### CATATAN LATIHAN
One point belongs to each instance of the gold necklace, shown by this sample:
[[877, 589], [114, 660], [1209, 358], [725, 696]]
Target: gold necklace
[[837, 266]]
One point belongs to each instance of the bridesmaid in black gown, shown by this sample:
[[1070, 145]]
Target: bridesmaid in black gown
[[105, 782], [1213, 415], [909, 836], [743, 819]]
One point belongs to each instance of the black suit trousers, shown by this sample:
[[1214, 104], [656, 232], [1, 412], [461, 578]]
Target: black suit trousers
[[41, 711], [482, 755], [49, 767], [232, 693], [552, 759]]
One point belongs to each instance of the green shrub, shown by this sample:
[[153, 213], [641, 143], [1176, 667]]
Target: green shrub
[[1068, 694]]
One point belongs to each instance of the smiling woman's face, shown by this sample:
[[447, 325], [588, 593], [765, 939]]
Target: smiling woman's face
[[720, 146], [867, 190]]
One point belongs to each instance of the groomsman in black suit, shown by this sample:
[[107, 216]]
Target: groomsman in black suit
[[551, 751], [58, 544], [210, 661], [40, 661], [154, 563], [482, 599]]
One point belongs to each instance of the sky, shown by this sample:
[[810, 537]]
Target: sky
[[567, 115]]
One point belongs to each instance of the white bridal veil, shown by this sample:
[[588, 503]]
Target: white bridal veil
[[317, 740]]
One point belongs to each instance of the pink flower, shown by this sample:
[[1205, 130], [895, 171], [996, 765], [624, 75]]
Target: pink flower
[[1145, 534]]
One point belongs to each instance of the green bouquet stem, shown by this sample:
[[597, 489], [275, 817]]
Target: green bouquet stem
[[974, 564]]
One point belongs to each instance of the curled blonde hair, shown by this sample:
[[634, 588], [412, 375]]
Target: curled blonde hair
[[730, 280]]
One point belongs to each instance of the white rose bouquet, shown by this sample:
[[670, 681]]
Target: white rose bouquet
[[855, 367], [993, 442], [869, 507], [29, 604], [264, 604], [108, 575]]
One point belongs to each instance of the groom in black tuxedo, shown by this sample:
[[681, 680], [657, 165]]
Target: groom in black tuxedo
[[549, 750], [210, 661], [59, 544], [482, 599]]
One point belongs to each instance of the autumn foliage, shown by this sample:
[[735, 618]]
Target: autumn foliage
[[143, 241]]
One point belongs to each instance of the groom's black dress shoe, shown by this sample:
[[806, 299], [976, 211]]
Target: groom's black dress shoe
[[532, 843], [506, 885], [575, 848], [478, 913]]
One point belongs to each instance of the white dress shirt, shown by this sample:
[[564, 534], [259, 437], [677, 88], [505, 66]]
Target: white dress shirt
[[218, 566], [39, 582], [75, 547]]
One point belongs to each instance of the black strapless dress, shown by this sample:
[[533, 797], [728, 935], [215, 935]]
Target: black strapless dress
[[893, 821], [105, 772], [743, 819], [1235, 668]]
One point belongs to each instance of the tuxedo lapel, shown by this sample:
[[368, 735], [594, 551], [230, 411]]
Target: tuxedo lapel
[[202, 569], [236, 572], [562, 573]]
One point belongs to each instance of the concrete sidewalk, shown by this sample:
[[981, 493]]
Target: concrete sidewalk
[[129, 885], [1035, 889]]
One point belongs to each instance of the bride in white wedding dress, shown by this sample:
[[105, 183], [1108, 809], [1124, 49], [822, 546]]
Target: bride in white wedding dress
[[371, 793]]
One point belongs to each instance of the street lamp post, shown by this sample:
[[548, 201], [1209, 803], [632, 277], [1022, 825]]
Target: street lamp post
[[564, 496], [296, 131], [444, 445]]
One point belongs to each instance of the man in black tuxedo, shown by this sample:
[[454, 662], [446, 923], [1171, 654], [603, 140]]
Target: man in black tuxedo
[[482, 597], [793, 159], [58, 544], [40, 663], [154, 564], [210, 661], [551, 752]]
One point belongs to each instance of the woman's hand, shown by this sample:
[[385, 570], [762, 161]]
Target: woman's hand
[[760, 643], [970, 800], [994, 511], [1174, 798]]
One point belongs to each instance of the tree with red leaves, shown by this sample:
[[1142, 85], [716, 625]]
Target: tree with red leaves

### TUGAS ANDA
Mulai dari awal catatan dan berhenti setelah baris yang memuat "[[105, 782], [1213, 415], [909, 836], [743, 819]]". Tulis ulang semua baris itu, termasuk permintaannya, dengan menskalakan setiap koordinat dalam jawaban menggunakan faktor 1,45 dan membulatkannya ke bilangan bulat (nilai setengah dibulatkan ke atas); angka pada permintaan dan contoh formatnya dibiarkan tetap.

### JAWABAN TUGAS
One point belongs to each instance of the gold necklace, shown by this sample:
[[877, 589], [114, 660], [1209, 358], [725, 696]]
Target: gold necklace
[[1214, 386]]
One point belongs to each instance of the bridesmaid in black gown, shown by this sample:
[[1070, 145]]
Target: bridesmaid in black gown
[[152, 1134], [1759, 602], [1318, 1212], [1077, 1188]]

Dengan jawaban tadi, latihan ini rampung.